BRIEF
When you reach the line below that has "Q: Find one point on every instance of the grassy", start returning lines exactly, and stop after the line that has "Q: Find one point on every instance of the rolling"; skip the pictures.

===== AVAILABLE DATA =====

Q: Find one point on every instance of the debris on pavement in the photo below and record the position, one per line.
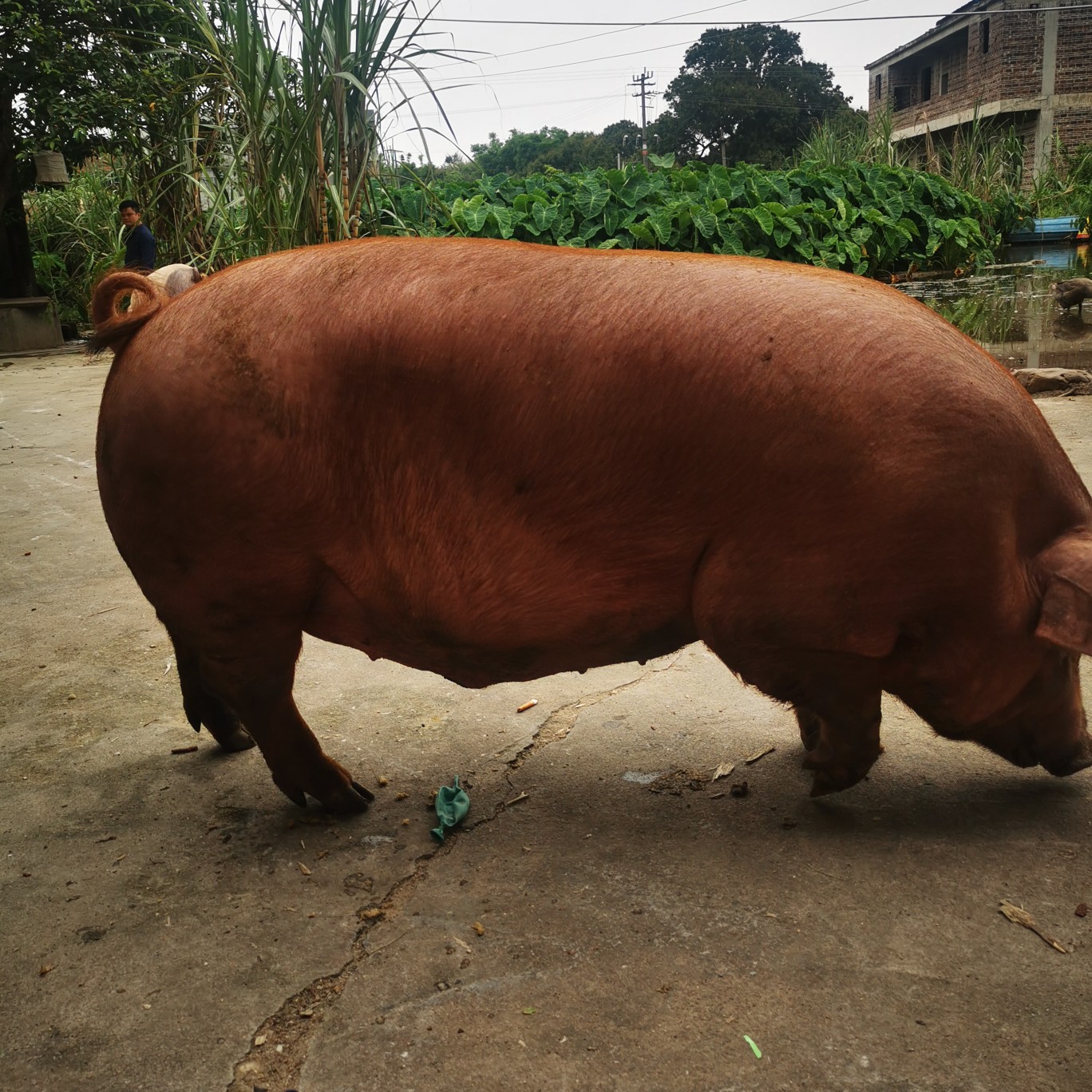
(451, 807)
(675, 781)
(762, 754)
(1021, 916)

=====
===== AVAILABLE DATA =====

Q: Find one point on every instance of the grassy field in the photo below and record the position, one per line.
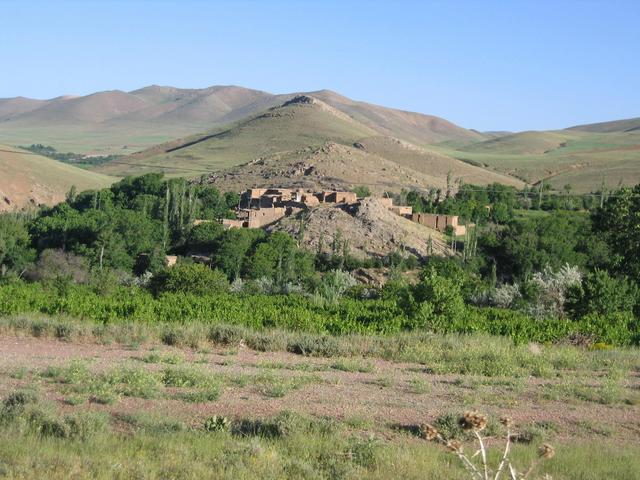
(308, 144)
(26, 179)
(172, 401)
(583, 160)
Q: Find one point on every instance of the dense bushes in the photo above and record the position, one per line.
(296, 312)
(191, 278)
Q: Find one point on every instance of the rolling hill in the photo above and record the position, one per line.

=====

EXERCISE SOLUTION
Q: Find one point on every instance of the grassy field in the photo below and record the position, one per line.
(308, 144)
(26, 179)
(172, 401)
(583, 160)
Q: Find one point on every instance of the dense bushes in the photo above and record the position, one per line.
(296, 312)
(191, 278)
Q: Find one point on every instance of the rolling hill in the photo above and record the position, one per line.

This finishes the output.